(Lines of data)
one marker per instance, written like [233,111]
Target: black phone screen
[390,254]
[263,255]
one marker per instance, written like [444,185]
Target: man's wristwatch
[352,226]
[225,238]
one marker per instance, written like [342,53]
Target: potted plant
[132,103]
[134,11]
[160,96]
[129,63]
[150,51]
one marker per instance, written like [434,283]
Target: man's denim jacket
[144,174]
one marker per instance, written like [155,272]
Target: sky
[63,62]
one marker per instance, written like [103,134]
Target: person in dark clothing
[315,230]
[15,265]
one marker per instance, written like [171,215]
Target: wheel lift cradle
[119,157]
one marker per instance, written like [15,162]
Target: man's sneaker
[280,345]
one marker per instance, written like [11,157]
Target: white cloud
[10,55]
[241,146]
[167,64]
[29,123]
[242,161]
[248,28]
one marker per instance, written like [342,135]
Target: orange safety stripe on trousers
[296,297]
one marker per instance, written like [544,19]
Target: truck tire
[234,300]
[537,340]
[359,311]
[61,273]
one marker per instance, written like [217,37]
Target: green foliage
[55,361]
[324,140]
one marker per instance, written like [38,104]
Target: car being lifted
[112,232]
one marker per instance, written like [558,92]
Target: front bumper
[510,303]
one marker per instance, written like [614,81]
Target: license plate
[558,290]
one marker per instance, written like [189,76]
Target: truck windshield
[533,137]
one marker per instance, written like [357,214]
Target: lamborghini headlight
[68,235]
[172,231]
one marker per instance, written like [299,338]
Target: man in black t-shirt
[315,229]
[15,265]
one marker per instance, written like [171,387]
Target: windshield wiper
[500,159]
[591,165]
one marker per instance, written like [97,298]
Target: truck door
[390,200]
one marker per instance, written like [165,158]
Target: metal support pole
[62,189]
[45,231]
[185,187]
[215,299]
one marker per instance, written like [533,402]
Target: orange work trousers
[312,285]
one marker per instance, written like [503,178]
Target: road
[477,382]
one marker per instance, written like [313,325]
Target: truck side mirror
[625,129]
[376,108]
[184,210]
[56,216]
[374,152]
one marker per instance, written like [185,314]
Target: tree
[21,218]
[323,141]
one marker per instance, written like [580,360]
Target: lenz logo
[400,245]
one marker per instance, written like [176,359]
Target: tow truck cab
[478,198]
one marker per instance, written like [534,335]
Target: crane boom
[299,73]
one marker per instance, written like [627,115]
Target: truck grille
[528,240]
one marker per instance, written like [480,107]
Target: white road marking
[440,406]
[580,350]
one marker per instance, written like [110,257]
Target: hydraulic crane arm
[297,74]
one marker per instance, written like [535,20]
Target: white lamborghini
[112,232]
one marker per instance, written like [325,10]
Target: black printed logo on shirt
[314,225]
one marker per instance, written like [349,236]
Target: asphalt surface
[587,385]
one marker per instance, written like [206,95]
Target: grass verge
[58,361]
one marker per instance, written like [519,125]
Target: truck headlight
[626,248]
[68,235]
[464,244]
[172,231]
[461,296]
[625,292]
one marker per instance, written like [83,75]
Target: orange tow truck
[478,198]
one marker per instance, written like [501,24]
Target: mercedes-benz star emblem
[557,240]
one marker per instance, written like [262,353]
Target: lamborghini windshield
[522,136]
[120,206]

Exercise:
Convert the lines above into a numbered list, beginning at the line that contains "one marker per instance, written like [262,353]" and stopping after the final line, and leave out any blank lines.

Solution to the exercise:
1. one marker per instance, written like [262,353]
2. Target: lamborghini windshield
3. [522,136]
4. [120,206]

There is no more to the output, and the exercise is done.